● **Etiquetas de puntos de objetos**

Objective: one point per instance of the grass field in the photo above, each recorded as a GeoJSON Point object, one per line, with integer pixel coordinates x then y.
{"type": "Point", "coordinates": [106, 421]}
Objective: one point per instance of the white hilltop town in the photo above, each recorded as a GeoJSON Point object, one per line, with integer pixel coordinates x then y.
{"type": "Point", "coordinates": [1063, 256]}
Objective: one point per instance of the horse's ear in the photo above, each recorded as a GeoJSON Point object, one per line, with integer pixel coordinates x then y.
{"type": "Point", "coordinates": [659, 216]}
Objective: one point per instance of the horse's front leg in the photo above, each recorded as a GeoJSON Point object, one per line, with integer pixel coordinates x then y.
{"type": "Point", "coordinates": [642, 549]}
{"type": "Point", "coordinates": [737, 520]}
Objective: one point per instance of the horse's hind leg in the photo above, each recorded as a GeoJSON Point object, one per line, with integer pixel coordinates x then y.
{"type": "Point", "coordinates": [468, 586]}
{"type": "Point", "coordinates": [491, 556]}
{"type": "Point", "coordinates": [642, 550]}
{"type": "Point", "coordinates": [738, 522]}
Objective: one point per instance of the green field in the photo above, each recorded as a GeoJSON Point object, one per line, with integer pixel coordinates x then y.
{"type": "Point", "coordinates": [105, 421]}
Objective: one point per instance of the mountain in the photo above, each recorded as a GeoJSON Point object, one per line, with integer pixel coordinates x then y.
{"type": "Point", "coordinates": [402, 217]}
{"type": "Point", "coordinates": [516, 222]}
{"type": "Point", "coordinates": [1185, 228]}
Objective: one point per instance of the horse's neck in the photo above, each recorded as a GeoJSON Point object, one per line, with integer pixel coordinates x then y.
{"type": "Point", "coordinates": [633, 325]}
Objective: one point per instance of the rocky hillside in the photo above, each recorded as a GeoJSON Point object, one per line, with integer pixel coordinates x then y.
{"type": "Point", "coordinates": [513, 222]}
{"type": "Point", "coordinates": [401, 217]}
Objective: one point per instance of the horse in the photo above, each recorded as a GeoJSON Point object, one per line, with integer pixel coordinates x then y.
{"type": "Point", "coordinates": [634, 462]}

● **LO QUE SE PIDE**
Transcribe de nuevo todas las entradas de arriba, línea por línea y sin cambiar nada.

● **RESPUESTA FINAL**
Objective: one point per instance of the grass field in the photo above, each recorded as a GeoJSON Point object, one per line, with integer pixel coordinates x then y.
{"type": "Point", "coordinates": [106, 421]}
Objective: one point per instance of the white hilltop town in the photo above, each recorded as a GeoJSON Point object, one per line, with integer pixel coordinates x then y.
{"type": "Point", "coordinates": [1063, 256]}
Objective: one point per instance of the horse's ear in the photo above, each recorded as a GeoJSON Point object, one per line, with integer pixel coordinates x then y.
{"type": "Point", "coordinates": [659, 216]}
Objective: one point per instance of the horse's front leg in the photo above, each recorded as a GeoJSON Point object, one per line, with integer pixel coordinates x then y.
{"type": "Point", "coordinates": [642, 549]}
{"type": "Point", "coordinates": [737, 520]}
Objective: one point per instance of the horse's hind leg in the photo above, each recorded as a GeoJSON Point object, one per line, with integer pixel coordinates x then y.
{"type": "Point", "coordinates": [468, 586]}
{"type": "Point", "coordinates": [491, 556]}
{"type": "Point", "coordinates": [642, 550]}
{"type": "Point", "coordinates": [738, 522]}
Objective: one point per instance of the green field in the photo above, each recorded as a GeoJSON Point object, one per line, with integer pixel coordinates x then y.
{"type": "Point", "coordinates": [105, 421]}
Objective: one point per instance of the mountain in the photo above, each recorded as a GeoJSON Point object, one per line, with integer pixel coordinates x then y.
{"type": "Point", "coordinates": [402, 217]}
{"type": "Point", "coordinates": [516, 222]}
{"type": "Point", "coordinates": [1185, 228]}
Objective: one point per instance of the horse's neck in the photo above, each recorded as a GeoJSON Point object, one per line, with integer pixel coordinates x then y.
{"type": "Point", "coordinates": [633, 325]}
Objective: one point per instance of the rocky hillside in the photo above, each recorded as a GeoJSON Point object, one per line, with integer pixel coordinates x then y.
{"type": "Point", "coordinates": [513, 222]}
{"type": "Point", "coordinates": [401, 217]}
Objective: one point per instance of the horse in the photo above, each recorded as a GeoJSON Point object, one per line, with integer pixel coordinates x then y.
{"type": "Point", "coordinates": [634, 462]}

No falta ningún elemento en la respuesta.